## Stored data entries
▼

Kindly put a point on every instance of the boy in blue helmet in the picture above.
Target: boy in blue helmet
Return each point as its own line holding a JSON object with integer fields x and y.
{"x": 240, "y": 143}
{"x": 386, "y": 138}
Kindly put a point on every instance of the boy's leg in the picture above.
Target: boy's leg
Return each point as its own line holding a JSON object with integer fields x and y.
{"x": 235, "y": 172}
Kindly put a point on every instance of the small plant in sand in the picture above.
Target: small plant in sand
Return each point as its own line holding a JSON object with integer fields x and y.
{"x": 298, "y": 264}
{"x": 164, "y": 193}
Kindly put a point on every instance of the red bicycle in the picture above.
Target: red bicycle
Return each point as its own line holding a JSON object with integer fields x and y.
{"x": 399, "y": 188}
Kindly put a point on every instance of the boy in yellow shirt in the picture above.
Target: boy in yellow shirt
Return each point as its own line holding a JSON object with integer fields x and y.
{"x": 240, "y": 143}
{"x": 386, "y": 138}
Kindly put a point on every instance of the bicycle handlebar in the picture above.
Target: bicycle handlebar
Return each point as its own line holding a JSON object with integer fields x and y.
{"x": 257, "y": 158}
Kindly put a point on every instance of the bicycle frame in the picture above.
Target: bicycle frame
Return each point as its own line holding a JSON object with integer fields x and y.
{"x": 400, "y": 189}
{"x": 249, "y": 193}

▲
▼

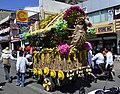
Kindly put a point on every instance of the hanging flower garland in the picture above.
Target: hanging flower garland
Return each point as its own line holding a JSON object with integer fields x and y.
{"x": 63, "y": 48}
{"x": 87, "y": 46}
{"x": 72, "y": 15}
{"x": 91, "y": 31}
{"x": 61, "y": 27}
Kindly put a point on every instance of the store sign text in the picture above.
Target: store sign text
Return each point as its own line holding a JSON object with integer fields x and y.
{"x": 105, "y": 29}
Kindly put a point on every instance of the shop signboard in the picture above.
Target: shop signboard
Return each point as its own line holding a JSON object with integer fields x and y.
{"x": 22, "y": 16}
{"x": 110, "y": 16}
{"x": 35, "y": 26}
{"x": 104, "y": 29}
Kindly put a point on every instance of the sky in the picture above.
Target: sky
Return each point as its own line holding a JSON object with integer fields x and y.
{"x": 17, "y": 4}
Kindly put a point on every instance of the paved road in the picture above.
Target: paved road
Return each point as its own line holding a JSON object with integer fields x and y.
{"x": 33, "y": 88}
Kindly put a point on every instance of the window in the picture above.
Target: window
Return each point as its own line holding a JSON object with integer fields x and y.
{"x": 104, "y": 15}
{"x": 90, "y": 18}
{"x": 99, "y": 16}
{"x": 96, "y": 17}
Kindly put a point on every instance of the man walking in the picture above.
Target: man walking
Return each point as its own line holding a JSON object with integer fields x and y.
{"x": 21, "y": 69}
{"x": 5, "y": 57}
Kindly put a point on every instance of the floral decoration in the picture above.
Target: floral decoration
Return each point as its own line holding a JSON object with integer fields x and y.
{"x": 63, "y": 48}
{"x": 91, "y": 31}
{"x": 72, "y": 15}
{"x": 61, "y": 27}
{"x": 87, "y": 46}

▲
▼

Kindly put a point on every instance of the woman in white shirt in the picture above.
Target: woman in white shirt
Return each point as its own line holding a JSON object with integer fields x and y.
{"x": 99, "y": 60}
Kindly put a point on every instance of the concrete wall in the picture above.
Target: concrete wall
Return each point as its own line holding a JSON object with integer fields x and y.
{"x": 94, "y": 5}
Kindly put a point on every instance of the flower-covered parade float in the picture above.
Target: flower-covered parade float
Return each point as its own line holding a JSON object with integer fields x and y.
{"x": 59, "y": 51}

▲

## Task description
Lines that contain "shop" should be pulled from the entries above and reported.

## Reply
Kindly put a point on every instance of the shop signboard in the picture above.
Target: shop signboard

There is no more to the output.